== Görev Koşulları ==
Eylül romanını tanıtan yazıyı, son cümlesinden sonra gelecek biçimde sürdürün.

== Okuma Parçası ==
====

Eylül - Mehmet Rauf (Kitap)
Kitap konu olarak aşk üçgenini anlatır. Konu derin ve anlamlı olmak ile birlikte bir o kadar da ağır. Hangi taraftan hangi yönden okuyup karar vereceğini bilemiyor insan. İlk psikolojik roman olarak da bilinen bir kitap olduğunu da görünce haliyle kitabın etkisi de oldukça fazla oluyor. Çok severek ve beğenerek okuduğumu söylemek isterim öncelikle. Kitap sizi kasmıyor aksine içine çekiyor. Hatta empati kurmanızı sağlıyor. Tabi bu empati sonucu bize bağlı sanırım. 😊 Kime daha çok hak verdiğimizi ise belki de bulunduğumuz konum ve zamanda belirler. Yaşadığımız hayatlarda elbette ki bir başka etken. Umarım bu etkenler her ne olursa sonuç sizin için güzel olmuştur.
Kitap kahramanlarından Suad baş kahraman kadın olarak karşımıza çıkıyor. Eşi Süreyya ile 5 (beş) yıllık güzel bir evlilikleri vardır. Fakat Süreyya'nın kuzeni olan Necip'in aile ile daha sık görüşmesi, bu evliliğin güzel yönünü düşündürmeyle birlikte değiştirmeye de başlamıştır.
Süreyya, eşi Suad ile birlikte babasının İstanbul Bakırköy'deki şehre uzak bir yerde olan bağ evinde konakta oturmaktadır. Fakat oturduğu bağ evini hiç sevmemekle birlikte zorla kalma durumu vardır. Elinde olsa bir dakika orada kalmak istemez. Başka çaresi olmadığı için orada kalmaya devam etmektedir. Yaşadığı bu hayattan hiç memnun değildir. Sürekli başka hayalleri vardır. O daha çok denize yakın sahil bir kesimde yaşamanın arzusunu duymaktadır. Babasının onun üzerindeki otorite ve baskısı da bunu istemesini daha çok etkiliyor. Babasından dolayı her yaz bağ evine gelirler ve sıkıntılı günler devam eder.
Suad, yoksulluk içinde büyüdüğü için bu durum onun için çok zor görünmez. Aksine hayatından memnundur. Çok şey istemez ailesi ile mutlu yaşamayı her şeye tercih eder. Süreyya'nın aksine az ile yetinmeyi bilir. Süreyya ile 5 (beş) yıllık evlilikleri boyunca ondan farklı olduğunu zamanla anlamıştır. İkisi arasındaki zevkler çok farklıdır. Suad müziği ne kadar seviyor ise Süreyya bir o kadar nefret ediyor. Suad denizi çok sevmeyip aramaz iken Süreyya denize aşıktır. Tabi bunu evlikleri boyunca anlamamış son dönemlerde anlamaya başlamıştır.

====

[Etiketleme kayıtları]
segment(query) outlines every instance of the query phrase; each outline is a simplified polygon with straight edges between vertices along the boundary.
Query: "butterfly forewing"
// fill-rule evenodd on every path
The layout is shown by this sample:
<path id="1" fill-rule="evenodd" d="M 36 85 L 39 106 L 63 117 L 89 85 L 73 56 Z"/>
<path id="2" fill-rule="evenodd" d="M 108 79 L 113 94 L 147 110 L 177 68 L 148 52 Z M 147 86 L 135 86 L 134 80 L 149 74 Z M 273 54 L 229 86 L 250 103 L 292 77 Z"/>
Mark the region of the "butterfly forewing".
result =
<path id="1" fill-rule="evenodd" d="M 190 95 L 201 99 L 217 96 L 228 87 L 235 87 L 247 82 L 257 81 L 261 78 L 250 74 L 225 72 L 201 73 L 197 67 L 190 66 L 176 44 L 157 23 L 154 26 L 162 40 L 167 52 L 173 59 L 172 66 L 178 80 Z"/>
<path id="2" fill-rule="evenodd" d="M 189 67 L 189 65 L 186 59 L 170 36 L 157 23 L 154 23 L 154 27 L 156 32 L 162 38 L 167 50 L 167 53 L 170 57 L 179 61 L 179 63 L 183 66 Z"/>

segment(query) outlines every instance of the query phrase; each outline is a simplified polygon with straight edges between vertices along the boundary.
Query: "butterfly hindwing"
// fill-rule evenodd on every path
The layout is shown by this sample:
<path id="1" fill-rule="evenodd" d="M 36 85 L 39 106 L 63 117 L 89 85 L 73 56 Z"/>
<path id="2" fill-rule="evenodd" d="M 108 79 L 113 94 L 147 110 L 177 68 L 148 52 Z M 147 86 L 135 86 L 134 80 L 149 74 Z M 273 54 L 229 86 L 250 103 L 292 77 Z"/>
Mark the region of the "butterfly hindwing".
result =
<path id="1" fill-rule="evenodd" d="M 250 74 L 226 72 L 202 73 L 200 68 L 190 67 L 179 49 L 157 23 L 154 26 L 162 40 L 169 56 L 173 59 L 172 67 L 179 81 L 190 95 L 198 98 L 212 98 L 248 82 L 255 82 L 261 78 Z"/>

====

== Alıştırmanın Cevabı ==
Necip, aile tarafından sevilen bir akrabadır. Sık sık aileye ziyaret etmesi aile için mutluluk kaynağıdır. Süreyya'nın kardeşi Hacer, Necip ile eğlenmeyi çok sever. Sürekli onunla gezmek tozmak ister. Evli olup kocası olan Fatin ile birlikte bunları yapmak istemez iken Necip ile mutludur. İlk zamanlarda Necip bu eğlencelere takılır iken daha sonra bunlardan hoşlanmaz olur. Evin gelini olan Suad'ı tanıdıkça ona saygı duyması ile birlikte ona hayranlık duyması artar. Beklenmedik tepkiler veren Suad'a karşı elinde olmadan başka hisler hissetmeye başlar.
Süreyya karısını alıp rahat edebilecekleri bir yalıya götürmek ister fakat bunun için maddi olarak hiç uygun değildir. Bu durumun onu ne kadar üzdüğünü gören Suad daha fazla dayanamayıp babasına bir mektup yazar. Mektubu alan babası ona para yollar. Ondan gelen parayı eşi Süreyya'ya verip bu para ile boğazda bir yalı kiralamasını ister. Süreyya buna çok sevinir ve hemen boğazda güzel bir yerde bir yalı kiralar. Kiraladıktan hemen sonra da yalıya taşınmaya karar verirler. Ailesi bu konudan dolayı çok mutlu olmasa da bir şey demezler.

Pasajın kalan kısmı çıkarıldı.